begin Input rows

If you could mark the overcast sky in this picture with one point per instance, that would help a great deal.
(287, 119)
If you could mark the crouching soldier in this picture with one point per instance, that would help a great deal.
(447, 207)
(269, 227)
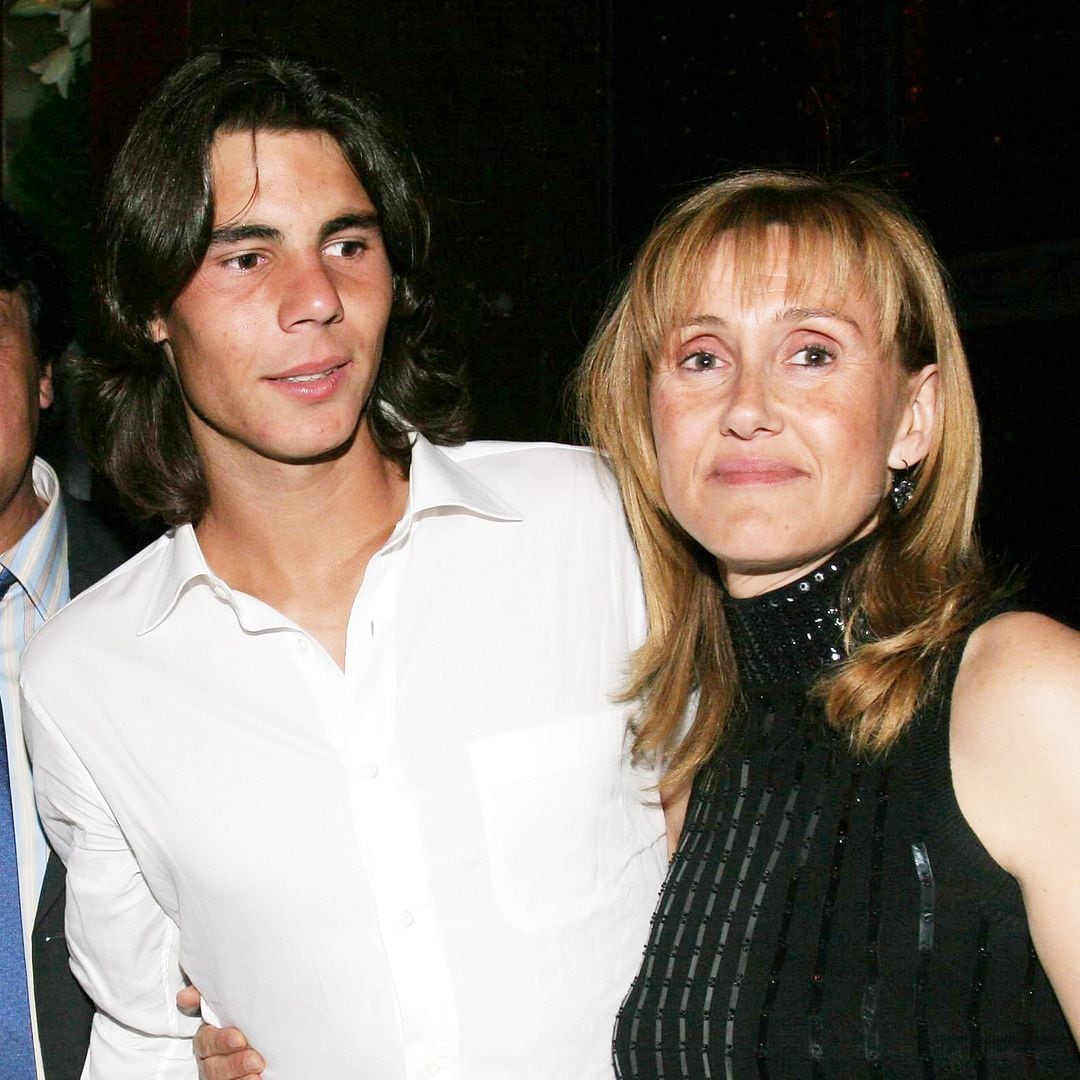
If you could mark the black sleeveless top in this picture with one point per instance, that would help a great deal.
(833, 917)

end Input rows

▶ **What you need to do**: Output every line of the material above as a numbered list, skipping blank lines and leaving out any pictures.

▶ **Expected answer**:
1. If you could mark the overcast sky in this picture with one point per instance, that would help a great deal.
2. (287, 119)
3. If you could mark the crouching soldier in this picture with one point per instance, that would help a great deal.
4. (447, 207)
5. (269, 227)
6. If you could mark the black sleeveless top in this picture with one point per instance, that would help a great deal.
7. (833, 917)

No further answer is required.